(TEXTO DEL EJERCICIO)
◇ ◇ ◇
Recuerdo que, en tiempos de la dictadura, un viejo profesor de Economía se preguntaba qué tipo de economía era la franquista. Y se respondía a sí mismo: “¿Socialista?, no, desde luego; ¿liberal?, tampoco puesto que la intervención estatal es muy elevada”. Es una economía, decía, recomendada. Las decisiones económicas se encontraban en buena medida motivadas por los intereses privados, según la capacidad que tuviesen para influir en el régimen.

El sector público empresarial entonces alcanzaba un tamaño muy considerable. En él se incardinaban casi todas las grandes empresas del país, desde CAMPSA a Iberia, pasando por Tabacalera o Telefónica, y otras muchas más; la mayoría de ellas con pingües beneficios, que iban a repercutir en ingresos saneados a la Hacienda Pública. Pero, al mismo tiempo y a su lado, al INI iban a parar bastantes de las empresas privadas que ya no eran rentables. De tal forma que el sector público empresarial se acabó convirtiendo en el estercolero del sector privado.

La historia enseña a no repetir los errores. Ahora que está tan de moda eso de la memoria histórica, tendría gracia que aquellos que se empeñan en resucitar el franquismo como instrumento para denostar a sus adversarios políticos sean propensos a repetir las mismas equivocaciones de la dictadura, controlando, por ejemplo, los alquileres o estableciendo una economía recomendada.
◇ ◇ ◇
(ENUNCIADO) Resume en tres oraciones, por favor, el texto sobre la economía franquista. El listado no guarda relación con el texto sobre la economía franquista.

[Fragmentos del conjunto de datos]
◇ ◇ ◇
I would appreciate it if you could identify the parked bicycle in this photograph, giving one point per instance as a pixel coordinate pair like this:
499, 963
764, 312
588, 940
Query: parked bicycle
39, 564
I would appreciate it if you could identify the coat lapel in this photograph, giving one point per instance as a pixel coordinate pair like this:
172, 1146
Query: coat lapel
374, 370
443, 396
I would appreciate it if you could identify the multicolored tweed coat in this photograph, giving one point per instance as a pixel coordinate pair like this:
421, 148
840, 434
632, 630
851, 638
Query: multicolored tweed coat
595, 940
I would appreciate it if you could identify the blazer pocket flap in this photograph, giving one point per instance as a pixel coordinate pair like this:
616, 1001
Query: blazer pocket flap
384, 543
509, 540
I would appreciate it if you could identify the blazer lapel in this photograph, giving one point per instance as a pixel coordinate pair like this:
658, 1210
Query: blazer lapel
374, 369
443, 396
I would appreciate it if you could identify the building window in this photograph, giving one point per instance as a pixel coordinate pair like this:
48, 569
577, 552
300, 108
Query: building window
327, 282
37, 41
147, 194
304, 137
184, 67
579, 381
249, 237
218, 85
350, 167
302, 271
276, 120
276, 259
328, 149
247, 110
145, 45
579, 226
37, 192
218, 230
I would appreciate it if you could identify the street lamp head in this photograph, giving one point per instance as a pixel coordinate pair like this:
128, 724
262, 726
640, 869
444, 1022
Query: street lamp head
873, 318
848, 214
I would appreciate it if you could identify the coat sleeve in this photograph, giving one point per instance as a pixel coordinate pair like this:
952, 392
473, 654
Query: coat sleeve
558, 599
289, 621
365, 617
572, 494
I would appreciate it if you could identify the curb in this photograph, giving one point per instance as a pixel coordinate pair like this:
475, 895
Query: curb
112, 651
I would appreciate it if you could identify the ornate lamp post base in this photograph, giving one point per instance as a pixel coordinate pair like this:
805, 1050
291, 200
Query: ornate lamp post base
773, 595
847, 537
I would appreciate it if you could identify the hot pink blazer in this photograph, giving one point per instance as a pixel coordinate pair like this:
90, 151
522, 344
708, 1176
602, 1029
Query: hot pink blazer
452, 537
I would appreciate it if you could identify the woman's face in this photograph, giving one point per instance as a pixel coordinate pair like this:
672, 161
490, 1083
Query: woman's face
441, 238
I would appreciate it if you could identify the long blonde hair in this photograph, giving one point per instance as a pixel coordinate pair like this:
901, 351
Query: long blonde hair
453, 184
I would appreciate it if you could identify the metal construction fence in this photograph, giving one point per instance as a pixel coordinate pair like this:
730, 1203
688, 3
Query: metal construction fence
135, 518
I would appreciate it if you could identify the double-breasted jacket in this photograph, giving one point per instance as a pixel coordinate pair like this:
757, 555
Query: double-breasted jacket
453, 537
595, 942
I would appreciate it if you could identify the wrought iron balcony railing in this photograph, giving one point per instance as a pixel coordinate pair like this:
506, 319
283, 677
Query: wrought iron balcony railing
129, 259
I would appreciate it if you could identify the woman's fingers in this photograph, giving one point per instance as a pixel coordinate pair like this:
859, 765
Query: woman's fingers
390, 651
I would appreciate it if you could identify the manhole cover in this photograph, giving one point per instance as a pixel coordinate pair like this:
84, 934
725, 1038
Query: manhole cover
◇ ◇ ◇
(RESPUESTA) Un viejo profesor definía la economía franquista como una economía recomendada, en la que las decisiones económicas respondían en buena medida a los intereses privados, según su capacidad de influir en el régimen. El sector público empresarial, muy extenso, reunía casi todas las grandes empresas del país, en su mayoría con grandes beneficios, pero al INI iban a parar también muchas empresas privadas que ya no eran rentables, y acabó convirtiéndose en el estercolero del sector privado. Según el autor, tendría gracia que quienes resucitan el franquismo para denostar a sus adversarios políticos repitieran los errores de la dictadura, como controlar los alquileres o establecer una economía recomendada.